▸ STATED TASK:
What follows is a listing. Return every line of it exactly.

▸ ITEMS:
§

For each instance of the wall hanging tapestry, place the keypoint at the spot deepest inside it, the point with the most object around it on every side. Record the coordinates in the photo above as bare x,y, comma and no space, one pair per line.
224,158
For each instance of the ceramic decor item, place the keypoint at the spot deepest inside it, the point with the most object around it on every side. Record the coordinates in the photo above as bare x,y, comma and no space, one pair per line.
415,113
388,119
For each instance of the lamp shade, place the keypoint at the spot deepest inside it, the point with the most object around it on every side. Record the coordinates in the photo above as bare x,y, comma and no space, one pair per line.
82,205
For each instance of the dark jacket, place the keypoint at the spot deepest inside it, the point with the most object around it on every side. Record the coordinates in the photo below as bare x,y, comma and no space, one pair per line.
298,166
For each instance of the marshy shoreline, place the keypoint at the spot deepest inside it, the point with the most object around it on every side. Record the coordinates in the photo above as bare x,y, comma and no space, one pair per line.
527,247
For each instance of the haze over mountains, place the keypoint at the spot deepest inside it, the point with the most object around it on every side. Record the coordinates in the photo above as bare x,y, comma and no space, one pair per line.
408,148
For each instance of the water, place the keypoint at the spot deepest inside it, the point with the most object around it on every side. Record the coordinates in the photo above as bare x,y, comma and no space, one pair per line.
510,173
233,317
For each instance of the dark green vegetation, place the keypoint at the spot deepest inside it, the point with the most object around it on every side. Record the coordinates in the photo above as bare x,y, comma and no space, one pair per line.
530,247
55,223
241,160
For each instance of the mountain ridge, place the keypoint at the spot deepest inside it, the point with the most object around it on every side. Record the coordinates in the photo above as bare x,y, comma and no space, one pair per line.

§

▸ FULL SOLUTION:
For each instance of the wall hanging tapestry, place the keypoint at the spot deepest inside it, the point with the most object around it on every side. Record the coordinates in the photo above as bare x,y, comma and no space, one pair per line.
224,158
For each instance of the ceramic decor item, place the keypoint at the spot deepest inside it, the point with the most object around it on every side. Record the coordinates in the photo above as bare x,y, comma and no space, one pair per line.
415,113
388,119
For each instance of the lamp shade, place the keypoint at the spot deepest inside it, the point with the most object around it on every side. Record the coordinates in the photo above as bare x,y, comma and no space, one pair per line.
82,205
For each instance of the dark jacket, place the keypoint at the spot deepest inside it, the point with the most object around it on every side. Record the coordinates in the photo below as bare x,y, comma and no space, one pair per line.
298,166
For each instance of the marshy shoreline, place the keypoint at the spot deepest inside it, the point with the most object around it on every side. Record the coordinates in the photo above as bare x,y, comma and no space, one pair per line.
527,247
For each instance of the haze over mountains, place the keypoint at the spot deepest inside it, the point with the most object around it on every side. Record the coordinates in the photo above as bare x,y, comma and no space, one pair per line.
408,148
For each instance of the water, place the keypoint at the spot deepest inside it, the point with the most object around it on every side. Record the coordinates in the photo above as bare x,y, comma and no space, one pair per line.
510,173
233,317
For each instance of the dark green vegetation, place the keypoint at the spot deepest inside it, the point with the most object around it on every side. Record the coordinates in the photo above as bare x,y, comma and no space, one pair per line.
530,247
55,223
241,160
For each instance of the mountain ridge, place the keypoint at the spot deepest inside it, the point with the most object around it on every side. Record the coordinates in the photo above as bare x,y, comma and no space, one pair per line.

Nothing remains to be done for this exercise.